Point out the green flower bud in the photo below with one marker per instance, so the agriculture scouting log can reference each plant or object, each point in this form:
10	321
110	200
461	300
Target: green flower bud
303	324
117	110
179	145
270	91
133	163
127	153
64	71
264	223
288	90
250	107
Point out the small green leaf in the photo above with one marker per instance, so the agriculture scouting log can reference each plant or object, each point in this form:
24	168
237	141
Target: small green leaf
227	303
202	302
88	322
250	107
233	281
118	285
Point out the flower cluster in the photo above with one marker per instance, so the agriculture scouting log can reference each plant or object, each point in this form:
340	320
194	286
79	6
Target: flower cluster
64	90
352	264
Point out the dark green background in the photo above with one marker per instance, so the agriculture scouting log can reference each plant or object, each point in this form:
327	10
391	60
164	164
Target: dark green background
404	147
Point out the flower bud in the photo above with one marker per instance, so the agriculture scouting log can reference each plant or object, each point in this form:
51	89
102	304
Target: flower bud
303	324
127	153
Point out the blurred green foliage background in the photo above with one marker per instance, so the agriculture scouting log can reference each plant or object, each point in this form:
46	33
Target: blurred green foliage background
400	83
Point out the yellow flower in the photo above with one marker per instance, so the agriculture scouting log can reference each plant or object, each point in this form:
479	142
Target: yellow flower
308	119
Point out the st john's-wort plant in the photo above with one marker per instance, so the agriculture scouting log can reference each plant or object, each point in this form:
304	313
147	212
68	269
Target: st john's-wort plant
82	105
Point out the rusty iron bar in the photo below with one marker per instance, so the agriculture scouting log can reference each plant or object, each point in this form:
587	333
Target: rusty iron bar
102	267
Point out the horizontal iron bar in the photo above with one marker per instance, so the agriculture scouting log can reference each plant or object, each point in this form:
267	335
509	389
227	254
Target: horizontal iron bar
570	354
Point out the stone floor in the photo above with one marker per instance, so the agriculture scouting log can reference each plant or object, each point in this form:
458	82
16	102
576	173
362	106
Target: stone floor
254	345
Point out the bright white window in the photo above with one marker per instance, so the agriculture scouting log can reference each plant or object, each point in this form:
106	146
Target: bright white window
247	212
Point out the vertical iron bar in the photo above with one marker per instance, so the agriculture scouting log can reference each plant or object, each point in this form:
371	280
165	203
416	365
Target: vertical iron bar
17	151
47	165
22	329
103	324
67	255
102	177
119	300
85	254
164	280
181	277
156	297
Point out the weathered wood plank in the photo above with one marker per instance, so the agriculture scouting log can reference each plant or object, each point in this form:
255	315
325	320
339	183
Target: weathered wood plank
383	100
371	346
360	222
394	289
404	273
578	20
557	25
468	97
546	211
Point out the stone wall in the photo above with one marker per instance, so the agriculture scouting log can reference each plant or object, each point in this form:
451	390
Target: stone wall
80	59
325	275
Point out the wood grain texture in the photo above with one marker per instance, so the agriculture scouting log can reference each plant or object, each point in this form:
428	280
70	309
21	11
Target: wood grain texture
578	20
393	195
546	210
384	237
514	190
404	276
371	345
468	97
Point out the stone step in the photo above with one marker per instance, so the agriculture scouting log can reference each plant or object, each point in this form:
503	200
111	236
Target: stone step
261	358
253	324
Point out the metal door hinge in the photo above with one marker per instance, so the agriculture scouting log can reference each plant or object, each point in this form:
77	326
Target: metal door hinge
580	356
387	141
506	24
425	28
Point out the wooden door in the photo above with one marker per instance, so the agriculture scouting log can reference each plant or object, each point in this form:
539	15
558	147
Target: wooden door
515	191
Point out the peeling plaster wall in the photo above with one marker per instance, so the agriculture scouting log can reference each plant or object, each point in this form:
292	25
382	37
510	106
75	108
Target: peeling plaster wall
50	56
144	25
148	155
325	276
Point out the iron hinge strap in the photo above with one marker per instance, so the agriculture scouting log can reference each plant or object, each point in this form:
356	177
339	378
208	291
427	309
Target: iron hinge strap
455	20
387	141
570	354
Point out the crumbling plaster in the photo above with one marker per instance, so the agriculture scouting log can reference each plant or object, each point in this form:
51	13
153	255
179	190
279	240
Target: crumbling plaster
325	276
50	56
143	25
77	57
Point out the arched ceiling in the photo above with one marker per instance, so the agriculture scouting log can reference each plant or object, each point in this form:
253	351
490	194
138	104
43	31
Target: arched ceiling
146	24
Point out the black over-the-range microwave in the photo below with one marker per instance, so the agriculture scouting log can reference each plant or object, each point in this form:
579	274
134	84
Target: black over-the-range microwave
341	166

|---|

= Given request =
From the line containing "Point out the stone step" down to the final line of the data, write out every line exactly; both the first and last of these belong in your answer, and nothing else does.

= Task result =
Point out the stone step in the photo above with one marker per instance, so the agriculture scouting log can reference each plant or object, each point in this form:
503	200
111	236
Target: stone step
261	358
253	324
Point out the metal door hinge in the photo above with one marker per instance, so the agriculture scouting log can reference each plant or object, each point in this form:
77	326
Target: metal door hinge
580	356
387	141
506	24
425	28
Point out the wooden door in the photo above with one marker per instance, so the agriculture scouting log can reference each plant or object, each point in this form:
539	15
558	147
Target: wooden door
515	191
Point out the peeling plaster wall in the photo above with one marker per instance, so the agriculture scouting log can reference each plant or object, each point in this form:
292	25
382	37
510	106
75	108
Target: peeling plaster wall
50	56
144	25
148	155
325	276
Point out the iron hinge strap in the photo above with one marker per instance, so the agriculture scouting log can reference each plant or object, each point in this form:
356	177
339	378
208	291
427	309
Target: iron hinge strap
455	20
387	141
570	354
Point out the crumbling plaster in the photo above with one marker per instance, so the agriculture scouting log can reference each plant or object, each point in this form:
51	13
153	255
179	190
279	240
Target: crumbling plaster
325	276
50	56
143	25
77	57
Point out the arched ceiling in the photo above with one marker per instance, so the agriculture scouting log can reference each plant or object, each point in this form:
253	351
490	194
138	104
43	31
Target: arched ceiling
146	24
Point out the black over-the-range microwave in the photo below with one marker per instance, so the agriculture scouting log can reference each plant or object, each point in this form:
579	274
134	84
Target: black over-the-range microwave
341	166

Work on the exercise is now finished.